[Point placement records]
------------------------

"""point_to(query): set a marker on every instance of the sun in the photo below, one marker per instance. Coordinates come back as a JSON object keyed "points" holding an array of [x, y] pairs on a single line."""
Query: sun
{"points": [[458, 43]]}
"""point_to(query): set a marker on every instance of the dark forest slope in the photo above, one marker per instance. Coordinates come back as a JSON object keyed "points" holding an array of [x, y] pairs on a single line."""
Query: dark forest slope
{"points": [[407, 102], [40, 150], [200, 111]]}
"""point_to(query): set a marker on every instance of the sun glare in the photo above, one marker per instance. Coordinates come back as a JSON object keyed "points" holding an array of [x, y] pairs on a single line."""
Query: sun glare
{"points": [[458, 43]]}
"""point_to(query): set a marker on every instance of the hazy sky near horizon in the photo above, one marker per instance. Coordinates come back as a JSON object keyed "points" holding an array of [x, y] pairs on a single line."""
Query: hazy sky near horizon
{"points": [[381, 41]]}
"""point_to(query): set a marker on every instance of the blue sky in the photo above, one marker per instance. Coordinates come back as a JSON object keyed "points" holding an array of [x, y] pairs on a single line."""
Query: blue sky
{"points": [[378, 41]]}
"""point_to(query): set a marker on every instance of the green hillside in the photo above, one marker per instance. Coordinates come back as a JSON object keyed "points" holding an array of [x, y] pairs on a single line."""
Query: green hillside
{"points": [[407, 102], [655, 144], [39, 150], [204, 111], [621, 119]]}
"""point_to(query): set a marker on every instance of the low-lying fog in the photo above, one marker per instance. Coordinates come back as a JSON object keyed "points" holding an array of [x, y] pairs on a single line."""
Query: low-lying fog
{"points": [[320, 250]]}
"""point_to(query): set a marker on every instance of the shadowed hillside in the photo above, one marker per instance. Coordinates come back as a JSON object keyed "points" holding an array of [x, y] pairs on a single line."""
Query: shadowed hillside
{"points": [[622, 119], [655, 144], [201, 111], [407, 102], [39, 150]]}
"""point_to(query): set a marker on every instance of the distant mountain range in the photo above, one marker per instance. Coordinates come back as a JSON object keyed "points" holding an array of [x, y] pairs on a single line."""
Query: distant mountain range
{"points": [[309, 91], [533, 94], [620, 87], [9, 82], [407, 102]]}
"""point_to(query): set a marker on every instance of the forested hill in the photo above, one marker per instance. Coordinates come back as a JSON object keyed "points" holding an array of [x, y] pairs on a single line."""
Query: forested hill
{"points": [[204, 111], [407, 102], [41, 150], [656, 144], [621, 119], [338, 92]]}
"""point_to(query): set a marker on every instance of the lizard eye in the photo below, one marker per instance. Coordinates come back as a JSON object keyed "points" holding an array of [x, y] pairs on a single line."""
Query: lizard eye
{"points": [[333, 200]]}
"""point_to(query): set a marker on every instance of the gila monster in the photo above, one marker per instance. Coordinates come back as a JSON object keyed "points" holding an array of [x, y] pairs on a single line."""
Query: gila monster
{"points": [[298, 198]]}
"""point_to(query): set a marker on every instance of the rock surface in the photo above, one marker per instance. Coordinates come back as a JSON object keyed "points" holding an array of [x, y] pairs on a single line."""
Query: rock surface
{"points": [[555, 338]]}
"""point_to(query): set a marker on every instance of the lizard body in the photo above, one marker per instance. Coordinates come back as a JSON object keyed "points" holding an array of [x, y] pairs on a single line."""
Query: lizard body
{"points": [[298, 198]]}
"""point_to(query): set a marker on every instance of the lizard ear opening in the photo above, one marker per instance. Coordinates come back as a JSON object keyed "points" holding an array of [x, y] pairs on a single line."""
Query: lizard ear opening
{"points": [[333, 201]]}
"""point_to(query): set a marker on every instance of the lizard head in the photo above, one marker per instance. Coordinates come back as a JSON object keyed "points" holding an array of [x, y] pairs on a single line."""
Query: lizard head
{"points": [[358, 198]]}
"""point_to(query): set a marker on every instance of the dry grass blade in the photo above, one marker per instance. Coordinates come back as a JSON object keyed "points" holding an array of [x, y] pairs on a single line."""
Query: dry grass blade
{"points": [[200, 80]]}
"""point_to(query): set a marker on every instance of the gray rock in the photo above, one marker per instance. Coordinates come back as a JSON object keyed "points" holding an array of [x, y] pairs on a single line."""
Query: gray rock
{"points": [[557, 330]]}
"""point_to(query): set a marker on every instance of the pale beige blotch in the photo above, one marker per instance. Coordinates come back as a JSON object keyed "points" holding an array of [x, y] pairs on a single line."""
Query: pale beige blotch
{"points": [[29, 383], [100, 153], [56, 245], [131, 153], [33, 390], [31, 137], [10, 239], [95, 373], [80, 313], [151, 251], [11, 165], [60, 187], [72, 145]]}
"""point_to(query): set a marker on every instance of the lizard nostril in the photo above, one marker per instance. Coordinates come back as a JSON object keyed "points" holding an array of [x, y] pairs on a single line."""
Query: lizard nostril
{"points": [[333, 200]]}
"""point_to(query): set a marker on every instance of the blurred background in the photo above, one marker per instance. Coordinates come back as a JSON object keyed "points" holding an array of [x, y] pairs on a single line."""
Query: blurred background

------------------------

What you need to do: Reproduce every entry shown above, precisely as it stands.

Answer for this exercise:
"""point_to(query): set a marker on every instance of the sun in the photo below, one marker per instance. Coordinates come back as a JSON object keyed "points" holding an array of [x, y] pairs on a single line."""
Query: sun
{"points": [[458, 43]]}
"""point_to(query): set a marker on every instance of the dark forest slope in the photo above, one marker per instance. Coordinates come back as a JSON object keyed "points" holding an array of [x, y] pairs on a single line."""
Query: dark forest slope
{"points": [[407, 102], [40, 150], [200, 111]]}
"""point_to(query): set a marker on every instance of the sun glare in the photo above, one marker per instance. Coordinates come back as a JSON object keyed "points" holding an array of [x, y] pairs on a single line."""
Query: sun glare
{"points": [[458, 43]]}
"""point_to(query): set a marker on every instance of the hazy sky near horizon in the photo above, one marker per instance. Coordinates come back as a JSON object keyed "points" holding an array of [x, y] pairs on a single line."""
Query: hazy sky near horizon
{"points": [[381, 41]]}
"""point_to(query): set a marker on every instance of the blue sky in the photo above, one marker per instance. Coordinates come back as a JSON object keyed "points" holding an array of [x, y] pairs on a single line."""
Query: blue sky
{"points": [[378, 41]]}
"""point_to(query): set a marker on every instance of the green hillside in the photo above, one marker per instance. Coordinates come back as a JSON object keyed "points" holding an array of [x, y] pairs on a single line."""
Query: green hillside
{"points": [[407, 102], [655, 144], [39, 150], [204, 111], [621, 119]]}
"""point_to(query): set a marker on every instance of the low-lying fog in the photo above, one marker per instance. Coordinates come back as a JSON object keyed "points" holding an array of [x, y] pairs on a single line."""
Query: low-lying fog
{"points": [[320, 250]]}
"""point_to(query): set a marker on every instance of the shadowed hillside in the photo above, one marker per instance. Coordinates come back as a JSON object keyed "points" holding an array of [x, y] pairs on a single line."""
Query: shadowed hillside
{"points": [[622, 119], [655, 144], [201, 111], [407, 102], [39, 150]]}
"""point_to(query): set a marker on every instance of the distant mountain range in the photo above, one marker per instance. Coordinates come back as a JSON object keyed "points" holding an array of [x, y] pairs on a single line."""
Query: distant mountain range
{"points": [[309, 91], [533, 94], [620, 87], [9, 82], [407, 102]]}
"""point_to(query): set a marker on every instance of the forested hill in the photo above, one marker per instance. Coordinates come back as a JSON object keyed "points" holding an array of [x, y] pairs on a single line."""
Query: forested hill
{"points": [[204, 111], [407, 102], [41, 150], [656, 144], [621, 119], [338, 92]]}
"""point_to(query): set a marker on every instance of the lizard eye in the photo below, one marker per instance. Coordinates come back as a JSON object keyed "points" holding an array of [x, y] pairs on a single line."""
Query: lizard eye
{"points": [[333, 200]]}
"""point_to(query): set a marker on every instance of the gila monster in the photo above, one marker per instance. Coordinates come back as a JSON object keyed "points" holding an array of [x, y] pairs on a single line."""
Query: gila monster
{"points": [[298, 198]]}
"""point_to(query): set a marker on every instance of the rock surface in the photo above, one marker per instance. Coordinates come back as a JSON object keyed "points" holding an array of [x, y] pairs on a single line."""
Query: rock surface
{"points": [[555, 338]]}
"""point_to(query): set a marker on every instance of the lizard body in the photo above, one marker per instance. Coordinates come back as a JSON object keyed "points" holding an array of [x, y] pairs on a single line."""
Query: lizard body
{"points": [[298, 198]]}
"""point_to(query): set a marker on every instance of the lizard ear opening in the photo above, one marker per instance. Coordinates come back as a JSON object keyed "points" holding an array of [x, y] pairs on a single line."""
Query: lizard ear opening
{"points": [[333, 201]]}
"""point_to(query): set a marker on every instance of the lizard head in the photo above, one marker per instance. Coordinates come back as a JSON object keyed "points" holding an array of [x, y] pairs on a single line."""
Query: lizard head
{"points": [[358, 198]]}
"""point_to(query): set a marker on every instance of the dry grass blade in the photo above, one marker per instance. Coordinates come back as a JSON object keyed "points" holding an array of [x, y] pairs on a single line."""
Query: dry grass blade
{"points": [[200, 80]]}
"""point_to(query): set a marker on every instance of the gray rock in the photo above, one marker per instance. Coordinates come back as a JSON object keyed "points" holding an array of [x, y] pairs on a single line."""
Query: gray rock
{"points": [[557, 330]]}
"""point_to(query): set a marker on every instance of the pale beige blotch in the photo above, one marker per instance. Coordinates come back as a JSON object keyed "points" holding an array of [x, y] pairs on a single line."""
Query: pale beige blotch
{"points": [[29, 383], [100, 153], [56, 245], [131, 153], [33, 390], [31, 137], [10, 239], [95, 373], [80, 313], [151, 251], [11, 165], [60, 187], [72, 145]]}
"""point_to(query): set a marker on every instance of the lizard nostril in the photo above, one marker per instance. Coordinates come back as a JSON object keyed "points" holding an array of [x, y] pairs on a single line."""
Query: lizard nostril
{"points": [[333, 200]]}
"""point_to(query): set a marker on every instance of the blurred background in the photo above, one marker per instance. Coordinates come back as a JSON object keyed "points" holding an array of [x, y] pairs on a single line."""
Query: blurred background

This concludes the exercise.